= Provided passage =
Ranieri, Caetano M. et al. (2021), Human activities with videos, inertial units and ambient sensors, Dryad, Dataset, https://doi.org/10.5061/dryad.v6wwpzgsj

Abstract

Worldwide demographic projections point to a progressively older population. This fact has fostered research on Ambient Assisted Living, which includes developments on smart homes and social robots. To endow such environments with truly autonomous behaviours, algorithms must extract semantically meaningful information from whichever sensor data is available. Human activity recognition is one of the most active fields of research within this context. Proposed approaches vary according to the input modality and the environments considered. Different from others, this paper addresses the problem of recognising heterogeneous activities of daily living centred in home environments considering simultaneously data from videos, wearable IMUs and ambient sensors. For this, two contributions are presented. The first is the creation of the Heriot-Watt University/University of Sao Paulo (HWU-USP) activities dataset, which was recorded at the Robotic Assisted Living Testbed at Heriot-Watt University. This dataset differs from other multimodal datasets due to the fact that it consists of daily living activities with either periodical patterns or long-term dependencies, which are captured in a very rich and heterogeneous sensing environment. In particular, this dataset combines data from a humanoid robot’s RGBD (RGB + depth) camera, with inertial sensors from wearable devices, and ambient sensors from a smart home. The second contribution is the proposal of a Deep Learning (DL) framework, which provides multimodal activity recognition based on videos, inertial sensors and ambient sensors from the smart home, on their own or fused to each other. The classification DL framework has also validated on our dataset and on the University of Texas at Dallas Multimodal Human Activities Dataset (UTD-MHAD), a widely used benchmark for activity recognition based on videos and inertial sensors, providing a comparative analysis between the results on the two datasets considered. Results demonstrate that the introduction of data from ambient sensors expressively improved the accuracy results.

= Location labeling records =
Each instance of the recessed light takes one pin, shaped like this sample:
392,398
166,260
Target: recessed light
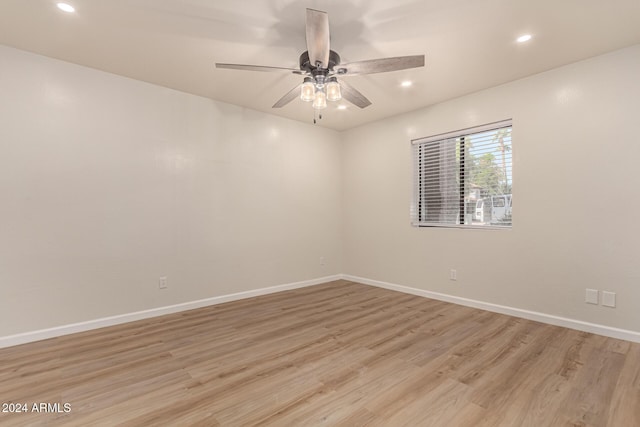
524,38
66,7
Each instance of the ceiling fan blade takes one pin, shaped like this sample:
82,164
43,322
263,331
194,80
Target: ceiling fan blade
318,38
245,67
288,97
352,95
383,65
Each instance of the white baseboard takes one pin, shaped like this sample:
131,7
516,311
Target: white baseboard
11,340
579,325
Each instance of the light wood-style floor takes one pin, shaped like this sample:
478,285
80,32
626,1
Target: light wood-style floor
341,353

==

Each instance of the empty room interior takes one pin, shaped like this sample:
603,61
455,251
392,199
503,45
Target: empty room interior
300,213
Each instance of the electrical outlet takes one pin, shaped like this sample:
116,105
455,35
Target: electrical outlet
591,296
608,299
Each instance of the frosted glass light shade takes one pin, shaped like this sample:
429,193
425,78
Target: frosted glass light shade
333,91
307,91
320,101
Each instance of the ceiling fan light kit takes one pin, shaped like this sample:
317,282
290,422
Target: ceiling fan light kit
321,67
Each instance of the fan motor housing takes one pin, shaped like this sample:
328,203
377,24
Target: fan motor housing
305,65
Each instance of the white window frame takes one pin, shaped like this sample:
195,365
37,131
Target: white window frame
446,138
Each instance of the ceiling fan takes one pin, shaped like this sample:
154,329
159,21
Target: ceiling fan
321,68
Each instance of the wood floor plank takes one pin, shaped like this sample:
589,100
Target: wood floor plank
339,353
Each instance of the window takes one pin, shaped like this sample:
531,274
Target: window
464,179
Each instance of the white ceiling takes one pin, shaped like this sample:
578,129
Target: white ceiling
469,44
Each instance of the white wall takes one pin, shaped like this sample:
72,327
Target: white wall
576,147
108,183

---

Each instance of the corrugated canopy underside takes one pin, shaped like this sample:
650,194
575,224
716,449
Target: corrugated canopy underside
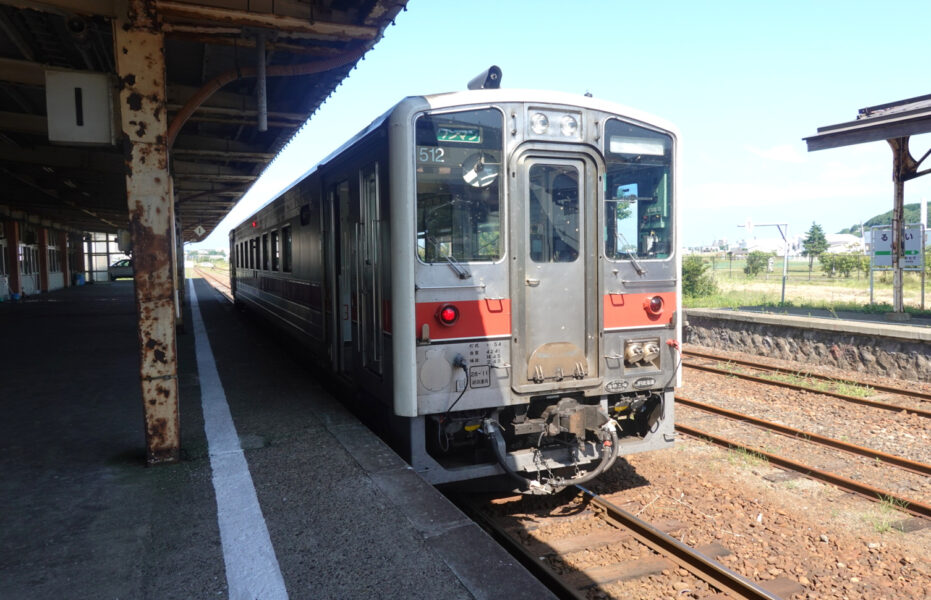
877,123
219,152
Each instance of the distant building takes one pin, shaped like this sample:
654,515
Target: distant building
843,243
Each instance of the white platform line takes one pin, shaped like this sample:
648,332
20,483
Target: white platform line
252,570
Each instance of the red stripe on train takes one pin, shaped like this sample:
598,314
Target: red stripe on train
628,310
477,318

= Requirement =
According to the abstract on human activity recognition, where was the HWU-USP activities dataset recorded?

= Answer to this task =
At the Robotic Assisted Living Testbed at Heriot-Watt University.